**TEXTE FOURNI:**
Sa conception est pédagogique et favorise la déambulation, le parcours initiatique.
Des paliers, autorisent les stations poétiques, ménagent les vues sur la rivière alanguie, sur la campagne apaisante.
Enfants, maîtresses des foyers, ouvriers, pourquoi faudrait-il les priver du regard oisif sur le décor riant, sur la parenthèse de verdure. Dans cet univers de fabriques, au milieu des panaches de fumée, on doit pouvoir, comme le nanti, s’émouvoir à la vue d’une statue, d’un massif de fleurs, ou des gracieuses courbes de la treille.
Le jardin dit du «Haut», vidé du monde, garde encore ses reliques romantiques.
L’averti imagine les promenades digestives en famille, les leçons de jardinage, prodiguées aux enfants, les moments de recueillement, les effusions du cur.
«On entend de deux côtés différents, le bruit de l’eau qui tombe, d’une part, dans le bassin aux triple jets d’eaux qui se trouvent en contrebas devant nous, lorsque vous regardez la rivière qui coule au pied du jardin et coule d’autre part dans le réservoir placé au-dessus de la tonnelle derrière vous. Dans ce dernier, de beaux poissons rouges nombreux prennent leurs ébats, au pied de la baigneuse en terre cuite de Falconnet, bien connue de tous les amateurs.»
Jean-Baptiste André Godin, Le Devoir, n° 165, 1881.
Fin de la promenade à travers les ornements du passé, faits pour l’apprentissage des regards, avec cette dernière image du Mausolée de monsieur Godin, fatalement pompeux, voulu par Marie-Adèle Moret, sa seconde femme, tapie dans l’ombre.
A ses côtés, le mouleur de l’usine, équipé de tous les attributs de son métier, l’Allégorie aussi de la maternité.

**DONNÉES DU CORPUS:**
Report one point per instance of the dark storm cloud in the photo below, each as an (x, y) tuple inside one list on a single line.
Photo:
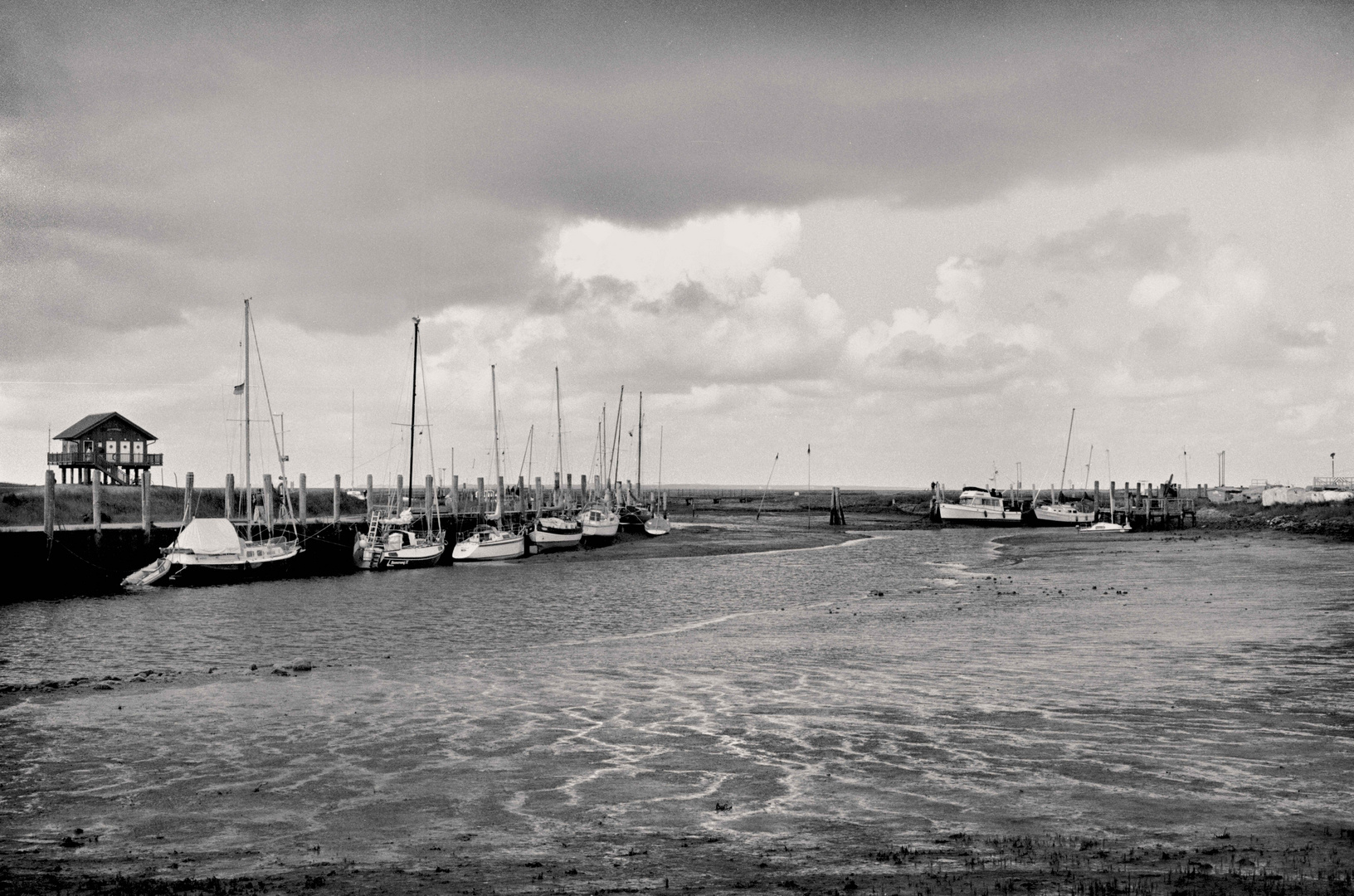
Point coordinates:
[(1120, 242), (353, 163)]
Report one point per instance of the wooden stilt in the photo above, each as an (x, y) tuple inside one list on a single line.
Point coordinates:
[(96, 505), (49, 505)]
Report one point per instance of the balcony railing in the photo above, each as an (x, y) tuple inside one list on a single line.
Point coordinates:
[(88, 459)]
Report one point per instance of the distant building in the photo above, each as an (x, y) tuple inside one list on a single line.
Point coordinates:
[(107, 446)]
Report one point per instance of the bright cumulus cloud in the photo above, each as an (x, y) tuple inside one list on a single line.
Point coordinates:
[(722, 252)]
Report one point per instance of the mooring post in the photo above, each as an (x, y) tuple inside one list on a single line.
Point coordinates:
[(267, 503), (188, 499), (49, 505)]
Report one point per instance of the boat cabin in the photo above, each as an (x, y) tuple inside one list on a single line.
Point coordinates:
[(107, 446)]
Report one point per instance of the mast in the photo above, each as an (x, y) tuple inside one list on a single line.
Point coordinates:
[(559, 433), (493, 385), (1066, 451), (248, 490), (614, 471), (413, 407)]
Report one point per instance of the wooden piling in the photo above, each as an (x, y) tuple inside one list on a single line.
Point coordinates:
[(49, 505), (267, 501), (837, 516)]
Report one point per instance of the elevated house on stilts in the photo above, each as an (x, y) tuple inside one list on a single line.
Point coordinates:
[(107, 446)]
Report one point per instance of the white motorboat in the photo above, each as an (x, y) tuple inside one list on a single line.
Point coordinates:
[(489, 543), (979, 506), (555, 533), (600, 524), (1062, 514), (212, 548)]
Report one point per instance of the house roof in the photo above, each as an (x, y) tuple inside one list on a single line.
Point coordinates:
[(94, 421)]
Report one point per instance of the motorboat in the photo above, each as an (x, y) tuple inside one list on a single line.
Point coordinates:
[(489, 543), (981, 506), (393, 542), (1062, 514), (600, 524), (212, 548), (555, 533)]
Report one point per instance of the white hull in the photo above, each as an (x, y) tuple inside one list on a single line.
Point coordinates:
[(550, 539), (1105, 527), (600, 525), (213, 547), (489, 546), (981, 516), (1063, 514)]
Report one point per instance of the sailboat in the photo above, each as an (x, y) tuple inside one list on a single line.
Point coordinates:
[(393, 539), (559, 531), (599, 519), (490, 542), (1059, 512), (213, 548), (1107, 525), (657, 523), (632, 514)]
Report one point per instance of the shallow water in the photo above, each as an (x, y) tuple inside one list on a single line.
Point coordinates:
[(1201, 685)]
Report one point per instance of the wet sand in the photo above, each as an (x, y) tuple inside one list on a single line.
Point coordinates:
[(925, 712)]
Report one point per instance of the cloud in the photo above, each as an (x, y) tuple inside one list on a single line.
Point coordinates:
[(1118, 241), (358, 165), (1152, 289)]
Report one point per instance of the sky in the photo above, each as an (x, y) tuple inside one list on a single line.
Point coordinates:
[(914, 237)]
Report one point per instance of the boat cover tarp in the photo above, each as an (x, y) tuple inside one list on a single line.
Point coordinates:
[(210, 535)]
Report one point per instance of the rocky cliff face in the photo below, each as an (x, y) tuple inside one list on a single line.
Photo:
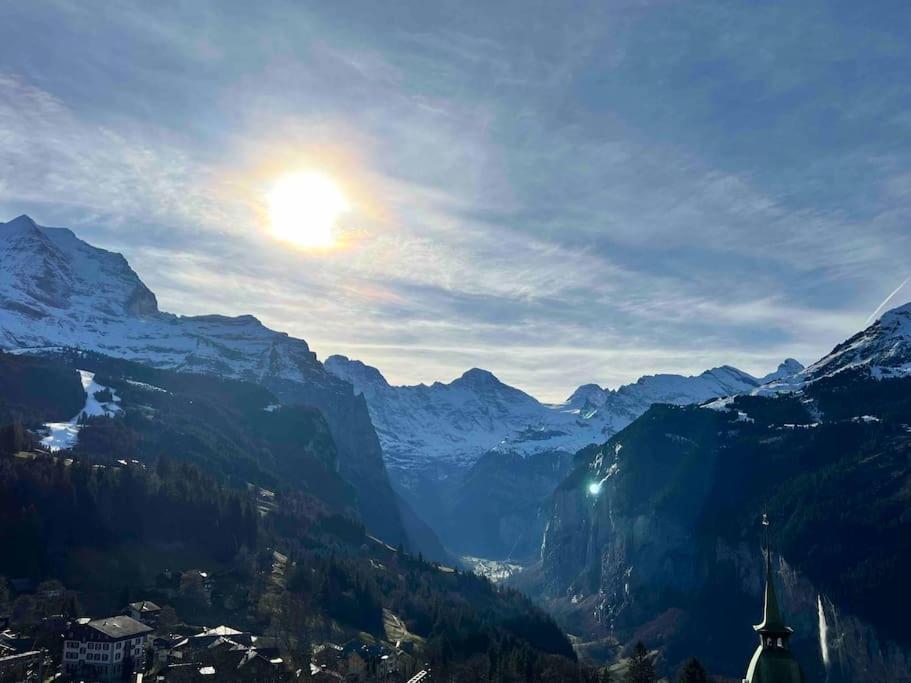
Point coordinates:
[(58, 291), (478, 458), (654, 537)]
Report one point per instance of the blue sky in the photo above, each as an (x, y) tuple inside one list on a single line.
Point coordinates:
[(560, 193)]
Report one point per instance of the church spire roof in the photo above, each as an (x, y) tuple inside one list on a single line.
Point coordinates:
[(772, 621), (772, 661)]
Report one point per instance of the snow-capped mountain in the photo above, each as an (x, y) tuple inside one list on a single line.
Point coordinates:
[(883, 349), (458, 422), (58, 291)]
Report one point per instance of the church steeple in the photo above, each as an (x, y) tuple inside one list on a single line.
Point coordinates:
[(773, 661), (772, 622)]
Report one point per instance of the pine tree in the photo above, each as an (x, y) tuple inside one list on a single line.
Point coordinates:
[(692, 672), (641, 669)]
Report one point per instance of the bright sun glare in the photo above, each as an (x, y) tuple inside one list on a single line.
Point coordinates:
[(304, 208)]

**PARTIES DE L'EXERCICE:**
[A] Reproduisez fidèlement le passage du texte sur le jardin qui va de « Sa conception est » jusqu'à « ses reliques romantiques. ».
[B] Donnez la suite du texte sur le jardin, en partant de sa dernière phrase.
Les données proviennent d'une autre source.

**ENSEMBLE DES RÉPONSES:**
[A]
Sa conception est pédagogique et favorise la déambulation, le parcours initiatique.
Des paliers, autorisent les stations poétiques, ménagent les vues sur la rivière alanguie, sur la campagne apaisante.
Enfants, maîtresses des foyers, ouvriers, pourquoi faudrait-il les priver du regard oisif sur le décor riant, sur la parenthèse de verdure. Dans cet univers de fabriques, au milieu des panaches de fumée, on doit pouvoir, comme le nanti, s’émouvoir à la vue d’une statue, d’un massif de fleurs, ou des gracieuses courbes de la treille.
Le jardin dit du «Haut», vidé du monde, garde encore ses reliques romantiques.

[B]
J’y vois déclinées, les valeurs chères au bâtisseur ; l’amour du travail bien fait, l’éducation, la famille.
J’ai quelques doutes… Sans doute trop beau tout çà, pour être vrai, trop vêtu de probité candide.
Je retrouve le centre-ville, au bout de la rue André Godin.
La vieille cité, à l’écart du Familistère, bourdonne des courses de fourmis affairées.
Sur la Place d’Armes, Camille Desmoulins, le révolutionnaire, occupe le place d’honneur, parmi le poissonnier, la fleuriste, le banquier.
Allure altière, le chapeau tourné à l’envers, pour éviter l’aumône des pigeons.
Combien de Guisards connaissent-ils encore son histoire, ses liens avec Robespierre, ses discours enflammés, la morgue de ses ennemis, sa déchéance et sa mort, programmée à 33 ans ?
«Il fut l’agent le plus efficace de sa propre fin par les haines personnelles inexpiables que lui avaient attirées ses railleries de polémiste», Le Pays de Guise, M. Pierdé.
Je m’engage dans la rue qui porte son nom, celle-ci se rétrécit. Les boutiques sont vieillottes et parfois vidées de leurs commerçants. Seuls les bars et quelques restaurants, aux enseignes exotiques, semblent encore prospérer.
L’église Saint-Pierre, dans la rue de la Citadelle ; un raidillon pavé me conduit au fort.
Je le visite, après avoir franchi l’entrée obscure, aux murs épais.
Je récite ma leçon d’hier soir … Un lieu désiré, convoité, souvent assiégé mais jamais pris. Son sort et son prestige, liés à l’ascension des membres de la famille de Lorraine, aux destins parfois tragiques dans la grande Histoire. Le Duc assassiné dans le château de Blois… Un jeune étudiant défricheur me conte les péripéties du fort, en accéléré : l’oubli, l’agonie, l’aventure de Maurice Duton, fondateur du « Club du Vieux Manoir».
C’est davantage ce récit-là qui me frappe, plutôt que les chronologies fastidieuses des assauts et des défenses, les frasques des gouvernants.
Le destin de ce lieu m’émeut. Abandonné par l’armée française en 1918, dépouillé de ses grès, puis souillé par un vidangeur, sauvé enfin, par un passionné de vieilles pierres. Lents travaux de déblaiement des casemates d’artillerie, du grand cellier, des souterrains voûtés, des oubliettes. Aventures dans les escaliers abruptes et sombres, couverts de salpêtre. Joie des adolescents, investis dans des chantiers d’été, de voir ressurgir l’imposante entrée des Carrosses, après avoir chargé les gravats dans les brouettes.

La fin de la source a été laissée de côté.